## Dataset items:
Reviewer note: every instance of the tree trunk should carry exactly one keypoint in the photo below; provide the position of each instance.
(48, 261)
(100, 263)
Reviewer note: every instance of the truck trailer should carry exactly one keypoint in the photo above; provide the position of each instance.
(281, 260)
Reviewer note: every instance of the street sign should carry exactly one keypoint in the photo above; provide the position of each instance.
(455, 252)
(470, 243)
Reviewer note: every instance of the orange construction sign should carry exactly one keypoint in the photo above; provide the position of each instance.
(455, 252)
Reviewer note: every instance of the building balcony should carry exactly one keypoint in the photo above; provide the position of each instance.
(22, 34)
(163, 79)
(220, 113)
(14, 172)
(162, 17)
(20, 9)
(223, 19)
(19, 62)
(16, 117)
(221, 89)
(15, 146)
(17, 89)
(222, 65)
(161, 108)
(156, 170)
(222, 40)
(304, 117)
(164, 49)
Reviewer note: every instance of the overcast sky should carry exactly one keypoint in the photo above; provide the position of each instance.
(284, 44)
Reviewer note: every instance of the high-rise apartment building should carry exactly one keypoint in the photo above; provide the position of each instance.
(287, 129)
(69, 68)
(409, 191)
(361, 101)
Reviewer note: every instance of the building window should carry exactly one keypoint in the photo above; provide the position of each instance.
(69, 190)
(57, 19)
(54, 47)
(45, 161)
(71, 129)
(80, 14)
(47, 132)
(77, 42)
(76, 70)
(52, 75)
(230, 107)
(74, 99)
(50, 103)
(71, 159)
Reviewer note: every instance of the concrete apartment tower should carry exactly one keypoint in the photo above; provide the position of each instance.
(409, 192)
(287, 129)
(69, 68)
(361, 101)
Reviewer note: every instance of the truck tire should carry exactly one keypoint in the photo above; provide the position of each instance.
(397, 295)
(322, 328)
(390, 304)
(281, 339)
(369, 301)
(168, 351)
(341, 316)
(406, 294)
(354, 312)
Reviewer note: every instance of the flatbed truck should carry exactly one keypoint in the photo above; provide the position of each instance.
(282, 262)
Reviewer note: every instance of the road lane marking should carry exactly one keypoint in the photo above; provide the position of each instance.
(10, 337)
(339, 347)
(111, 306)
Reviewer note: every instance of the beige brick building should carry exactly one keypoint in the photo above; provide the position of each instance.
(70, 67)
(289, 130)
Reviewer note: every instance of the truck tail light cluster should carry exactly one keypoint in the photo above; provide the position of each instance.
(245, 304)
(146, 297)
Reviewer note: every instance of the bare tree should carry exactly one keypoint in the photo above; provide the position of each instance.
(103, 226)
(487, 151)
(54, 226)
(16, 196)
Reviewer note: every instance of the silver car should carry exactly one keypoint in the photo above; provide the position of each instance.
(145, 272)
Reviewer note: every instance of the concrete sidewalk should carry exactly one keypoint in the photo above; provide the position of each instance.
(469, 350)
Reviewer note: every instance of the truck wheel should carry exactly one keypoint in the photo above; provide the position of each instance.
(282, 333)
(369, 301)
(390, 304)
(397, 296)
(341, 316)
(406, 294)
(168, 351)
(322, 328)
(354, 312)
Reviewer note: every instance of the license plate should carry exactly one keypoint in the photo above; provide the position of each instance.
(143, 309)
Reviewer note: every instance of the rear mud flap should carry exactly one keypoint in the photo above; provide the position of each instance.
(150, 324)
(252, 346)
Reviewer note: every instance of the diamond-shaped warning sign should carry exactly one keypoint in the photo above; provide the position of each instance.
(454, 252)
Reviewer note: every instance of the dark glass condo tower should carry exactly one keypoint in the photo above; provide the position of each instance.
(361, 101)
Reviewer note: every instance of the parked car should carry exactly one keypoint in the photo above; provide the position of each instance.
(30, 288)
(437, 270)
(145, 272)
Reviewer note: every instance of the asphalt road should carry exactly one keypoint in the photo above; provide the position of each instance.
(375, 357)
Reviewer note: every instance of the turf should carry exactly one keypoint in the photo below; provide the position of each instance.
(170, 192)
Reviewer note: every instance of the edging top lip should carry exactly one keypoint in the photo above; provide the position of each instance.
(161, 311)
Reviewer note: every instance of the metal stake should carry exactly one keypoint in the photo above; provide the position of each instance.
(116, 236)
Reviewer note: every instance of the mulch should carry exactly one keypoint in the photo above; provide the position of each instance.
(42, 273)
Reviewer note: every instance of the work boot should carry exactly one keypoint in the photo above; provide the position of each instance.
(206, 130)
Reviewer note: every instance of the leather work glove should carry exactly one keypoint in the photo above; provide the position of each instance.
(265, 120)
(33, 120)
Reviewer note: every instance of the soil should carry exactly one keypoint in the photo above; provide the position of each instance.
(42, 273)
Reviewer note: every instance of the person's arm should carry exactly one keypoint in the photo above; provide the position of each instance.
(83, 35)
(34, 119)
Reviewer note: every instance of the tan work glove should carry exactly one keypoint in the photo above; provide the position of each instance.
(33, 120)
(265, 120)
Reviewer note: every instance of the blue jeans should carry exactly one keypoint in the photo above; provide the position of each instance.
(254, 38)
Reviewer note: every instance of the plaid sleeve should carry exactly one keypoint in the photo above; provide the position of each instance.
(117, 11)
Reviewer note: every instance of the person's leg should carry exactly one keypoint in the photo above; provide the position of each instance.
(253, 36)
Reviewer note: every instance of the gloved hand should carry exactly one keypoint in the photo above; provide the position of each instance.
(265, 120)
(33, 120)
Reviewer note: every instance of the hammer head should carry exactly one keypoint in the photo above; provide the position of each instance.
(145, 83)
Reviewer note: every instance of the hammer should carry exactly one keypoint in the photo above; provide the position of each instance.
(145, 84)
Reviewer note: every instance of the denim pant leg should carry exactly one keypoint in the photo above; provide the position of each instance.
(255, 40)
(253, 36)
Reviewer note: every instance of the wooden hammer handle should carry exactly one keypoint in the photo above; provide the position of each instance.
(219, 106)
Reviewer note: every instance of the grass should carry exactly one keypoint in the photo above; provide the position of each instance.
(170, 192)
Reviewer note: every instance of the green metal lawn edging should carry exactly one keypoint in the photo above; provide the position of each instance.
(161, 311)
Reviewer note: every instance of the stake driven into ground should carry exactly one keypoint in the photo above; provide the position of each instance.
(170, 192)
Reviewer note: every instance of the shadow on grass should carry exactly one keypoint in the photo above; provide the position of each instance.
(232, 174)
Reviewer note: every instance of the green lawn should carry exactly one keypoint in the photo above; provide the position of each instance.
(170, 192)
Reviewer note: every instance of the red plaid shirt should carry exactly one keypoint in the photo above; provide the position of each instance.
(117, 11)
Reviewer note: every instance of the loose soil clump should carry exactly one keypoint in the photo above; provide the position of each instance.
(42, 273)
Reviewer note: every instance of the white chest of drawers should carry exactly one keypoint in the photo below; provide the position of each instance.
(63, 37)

## Action item:
Set down every record above exactly as written.

## Task output:
Reviewer note: every instance of the tree trunk should carry exactly one keypoint in the photo below; provide the position of each instance.
(48, 261)
(100, 263)
Reviewer note: every instance of the truck trailer should carry exactly one keypoint in the photo above; provide the position of each instance.
(281, 260)
Reviewer note: every instance of the street sign should carry exactly one keypoint in the photo above; provide the position of each instance.
(455, 252)
(470, 243)
Reviewer note: every instance of the orange construction sign should carry exactly one keypoint in the photo above; provide the position of each instance.
(455, 252)
Reviewer note: every instance of the building balcony should carry exactly one keypoint in the photo above; provide the position of each instance.
(22, 34)
(163, 79)
(220, 113)
(14, 172)
(162, 17)
(20, 9)
(223, 19)
(19, 62)
(16, 117)
(221, 89)
(15, 146)
(17, 89)
(222, 65)
(161, 108)
(156, 170)
(222, 40)
(304, 117)
(164, 49)
Reviewer note: every instance of the overcast sky should carry exactly one keypoint in the photo above; provide the position of each instance.
(284, 44)
Reviewer note: every instance of the high-rise apartment building should carry exactly one keypoint in the photo above; provide the position of each instance.
(287, 129)
(69, 68)
(409, 191)
(361, 101)
Reviewer note: every instance of the building window should carry exactly one keypoint in the photo above; provide the position of each instance.
(69, 190)
(57, 19)
(54, 47)
(45, 161)
(71, 129)
(80, 14)
(47, 132)
(77, 42)
(76, 70)
(52, 75)
(230, 107)
(74, 99)
(50, 103)
(71, 159)
Reviewer note: every instance of the concrete apartment tower should carry exactly one keypoint in the photo above; provide the position of each instance.
(409, 192)
(287, 129)
(69, 68)
(361, 101)
Reviewer note: every instance of the truck tire should carry exactly one keypoint in the photo above; provide the position of each instance.
(397, 295)
(322, 328)
(390, 304)
(281, 339)
(369, 301)
(168, 351)
(341, 316)
(406, 294)
(354, 312)
Reviewer note: every instance of the flatbed truck should carry exactly one keypoint in the photo above; provide the position of each instance.
(282, 262)
Reviewer note: every instance of the road lane marking should carry exactly one keypoint in the photo above; provide the position of each instance.
(10, 337)
(339, 347)
(111, 306)
Reviewer note: every instance of the beige brick building should carry exactly one keypoint in the photo above; provide the position of each instance.
(70, 67)
(289, 130)
Reviewer note: every instance of the truck tail light cluster should carry exactly one keypoint in the photo above; provide the position of each instance.
(245, 304)
(146, 297)
Reviewer note: every instance of the bare tree should carry exactly one keypoint in the photo above; provide the position of each instance.
(103, 226)
(487, 151)
(54, 226)
(16, 196)
Reviewer note: every instance of the silver car should carry exactly one keypoint in the photo above; provide the position of each instance.
(145, 272)
Reviewer note: every instance of the concrete sidewalk should carry exactly one keypoint in the photo above; provide the position of each instance.
(469, 350)
Reviewer note: every instance of the truck wheel should carry exactly one keypoint in the photo above; provide the position of each instance.
(282, 333)
(369, 301)
(390, 304)
(397, 296)
(341, 316)
(406, 294)
(168, 351)
(322, 328)
(354, 312)
Reviewer note: every instance of the license plate should carry exactly one keypoint in the photo above; provide the position of each instance.
(143, 309)
Reviewer note: every instance of the rear mud flap should carry exactly one keypoint in the photo above; provide the position of each instance.
(150, 324)
(252, 346)
Reviewer note: every instance of the diamond-shaped warning sign should carry exactly one keypoint in the photo above; provide the position of each instance.
(454, 252)
Reviewer note: every instance of the dark glass condo tower should carry exactly one keypoint in the photo above; provide the position of each instance.
(361, 101)
Reviewer note: every instance of the parked car should carry exactly one keypoint in the photo above; provide the position of each instance.
(30, 288)
(437, 270)
(145, 272)
Reviewer note: every instance of the asphalt road should carry exactly one keypoint in the photo above; provide the position of each instance.
(375, 357)
Reviewer note: every instance of the turf should carry exactly one keypoint in the photo below; provide the position of each instance.
(170, 192)
Reviewer note: every instance of the edging top lip should carry exactly one keypoint in the photo above; provide the position of each instance.
(161, 311)
Reviewer note: every instance of the metal stake should carry exactly one keypoint in the photo above; provide the position of each instance.
(116, 236)
Reviewer note: every instance of the mulch should carry exactly one keypoint in the photo above; provide the position of each instance.
(42, 273)
Reviewer note: every instance of the work boot should carry exactly one keypoint in the photo above; provide the position of each instance.
(206, 130)
Reviewer note: every instance of the leather work glove should carry exactly one keypoint in the photo above; provide the position of each instance.
(265, 120)
(33, 120)
Reviewer note: every instance of the soil should carry exactly one keypoint in the photo above; provide the position of each instance.
(42, 273)
Reviewer note: every instance of the person's arm should carry exactly one keypoint in the photo above; provide the position of each instance.
(83, 35)
(34, 119)
Reviewer note: every instance of the tan work glove should carry exactly one keypoint in the photo above; provide the position of each instance.
(33, 120)
(265, 120)
Reviewer note: every instance of the blue jeans should carry exactly one keypoint in the photo above; provide the position of each instance.
(254, 38)
Reviewer note: every instance of the plaid sleeve should carry exactly one keypoint in the photo above; provide the position of each instance.
(117, 11)
Reviewer note: every instance of the person's leg should carry exactly one keypoint in the photo above; provide the position of each instance.
(253, 36)
Reviewer note: every instance of the gloved hand should carry exactly one keypoint in the photo above; provide the position of each instance.
(265, 120)
(33, 120)
Reviewer note: every instance of the hammer head should carry exactly one keypoint in the photo above; provide the position of each instance.
(145, 83)
Reviewer note: every instance of the hammer should carry exactly one keypoint in the photo above; provide the position of each instance.
(145, 84)
Reviewer note: every instance of the denim pant leg should carry exactly one keypoint in the photo above; provide the position of each instance.
(255, 40)
(253, 36)
Reviewer note: every instance of the wooden hammer handle should carry exactly one keypoint in the photo above; provide the position of each instance.
(219, 106)
Reviewer note: every instance of the grass should carry exactly one keypoint in the photo above; provide the position of each instance.
(170, 192)
Reviewer note: every instance of the green metal lawn edging should carry exactly one keypoint in the photo above; provide the position of each instance.
(161, 311)
Reviewer note: every instance of the stake driven into ground should carry exactly one keypoint in the photo above; provide the position of each instance.
(170, 192)
Reviewer note: every instance of the shadow on grass should carry exactly one keypoint in the photo above; provide the position of each instance.
(232, 174)
Reviewer note: every instance of the green lawn should carry exactly one keypoint in the photo above; provide the position of each instance.
(170, 192)
Reviewer note: every instance of the red plaid shirt should carry exactly one keypoint in the photo above; provide the position of each instance.
(117, 11)
Reviewer note: every instance of the loose soil clump should carry exactly one keypoint in the photo above; provide the position of each instance.
(42, 273)
Reviewer note: every instance of the white chest of drawers should carry exactly one keypoint in the photo below; provide the position of each instance.
(63, 37)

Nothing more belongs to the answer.